[EXERCISE]
Would you reproduce the whole listing exactly, dropping any pictures it holds?

•••

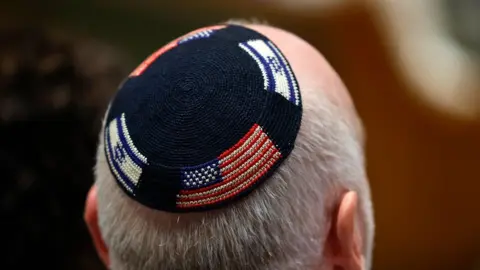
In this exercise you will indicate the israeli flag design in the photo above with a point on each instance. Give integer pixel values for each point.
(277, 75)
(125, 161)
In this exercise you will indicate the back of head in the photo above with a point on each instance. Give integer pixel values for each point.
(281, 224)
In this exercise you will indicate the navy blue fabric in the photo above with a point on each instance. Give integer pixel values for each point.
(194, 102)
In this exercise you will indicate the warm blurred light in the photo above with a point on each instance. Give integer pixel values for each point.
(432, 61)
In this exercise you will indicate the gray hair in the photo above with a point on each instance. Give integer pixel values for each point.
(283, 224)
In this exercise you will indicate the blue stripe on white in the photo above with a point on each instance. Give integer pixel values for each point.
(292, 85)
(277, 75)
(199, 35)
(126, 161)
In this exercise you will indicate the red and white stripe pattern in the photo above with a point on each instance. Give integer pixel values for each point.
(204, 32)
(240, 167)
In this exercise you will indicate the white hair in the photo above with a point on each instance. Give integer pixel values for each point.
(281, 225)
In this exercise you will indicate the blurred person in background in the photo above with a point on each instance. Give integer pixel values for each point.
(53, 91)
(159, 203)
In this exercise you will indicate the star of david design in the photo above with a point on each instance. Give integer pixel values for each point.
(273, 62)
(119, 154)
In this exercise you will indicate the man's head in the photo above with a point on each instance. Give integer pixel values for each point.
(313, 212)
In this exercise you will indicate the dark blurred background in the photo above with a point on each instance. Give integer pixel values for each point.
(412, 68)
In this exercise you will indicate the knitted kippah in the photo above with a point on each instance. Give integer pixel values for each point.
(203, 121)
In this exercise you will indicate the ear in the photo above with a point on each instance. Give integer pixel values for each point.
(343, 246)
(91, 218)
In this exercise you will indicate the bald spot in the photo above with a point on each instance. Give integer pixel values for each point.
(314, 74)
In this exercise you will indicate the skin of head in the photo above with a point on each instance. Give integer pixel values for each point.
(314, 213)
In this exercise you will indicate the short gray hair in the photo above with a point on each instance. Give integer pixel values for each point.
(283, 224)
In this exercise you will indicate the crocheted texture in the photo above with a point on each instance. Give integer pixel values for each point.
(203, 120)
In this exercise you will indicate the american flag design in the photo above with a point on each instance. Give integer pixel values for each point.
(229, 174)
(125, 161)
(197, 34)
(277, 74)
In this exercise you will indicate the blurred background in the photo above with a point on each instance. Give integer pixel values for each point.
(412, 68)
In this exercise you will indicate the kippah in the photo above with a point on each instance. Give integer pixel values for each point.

•••

[ANSWER]
In this exercise you will indicate the israeli flag design in the photo above with a point on each instance. Give integer pixel values for each point.
(277, 75)
(125, 161)
In this exercise you will indicate the back of head in the photo above with a point on each instance. Give integer pixel values for each point.
(281, 224)
In this exercise you will indicate the navy blue fabric in the photo above with a point on each instance. Give integer pixel values for each point.
(194, 102)
In this exercise you will indicate the warm blurred light in the photo above with a point on each instance. Give integer pixel values for each point.
(432, 61)
In this exercise you will indicate the gray hair in the photo above with a point on each instance. Give integer pixel values for each point.
(283, 224)
In this exercise you will indicate the blue stripe on white in the photo above with a point on each instance. Give integer pixel values for each point.
(292, 85)
(277, 75)
(199, 35)
(126, 161)
In this exercise you will indicate the red and white stripe pattern in the photo above with a point on each instance. Give integer pixel values for each point.
(204, 32)
(240, 167)
In this exercise you will indicate the white hair in the photo above with a point on each instance. Give integer pixel values for each point.
(281, 225)
In this exercise you will indicate the blurred person in background in the photo above with a point on each instance. Give integer pixel values for each point.
(53, 91)
(159, 203)
In this exercise you will indicate the star of david design in the photo above with a point on each instance. Give integer pixel values for each point.
(273, 62)
(119, 154)
In this exercise you will indicate the man's head in the photo above with a point on each instance. Give integer pixel values for each point.
(313, 212)
In this exercise you will indicate the dark blurred background in the photo above with a point on each instance. Give integer pixel values for each point.
(412, 68)
In this exercise you will indicate the knitted kippah in the photo above with a point on each instance. Give integer pixel values for each point.
(203, 121)
In this exercise you will indicate the ear in the photo above with a point on each instance. Give integer pixel values for each point.
(343, 246)
(91, 218)
In this exercise you will indicate the bald spot in the photo above with a point on each instance. Give integer pixel values for each point.
(314, 74)
In this exercise you will indicate the skin of head in the photo above with a point on each instance. Give integer pixel values for each point.
(314, 213)
In this exercise you will indicate the short gray hair in the photo above with a point on each instance. Give integer pixel values for each point.
(283, 224)
In this exercise you will indicate the crocheted texture in the photo above with a point on each instance. Give integer pixel values for each point.
(203, 120)
In this exercise you will indicate the american flag design in the photo above with a point on each instance. Give integer pixel values for each point.
(229, 174)
(125, 161)
(197, 34)
(277, 74)
In this exercise you will indicate the blurred background in the photo above with a point on each instance. Give integer pixel values for each point.
(412, 68)
In this exercise you will indicate the kippah in the photo above with a point on each instance. Give integer pixel values for each point.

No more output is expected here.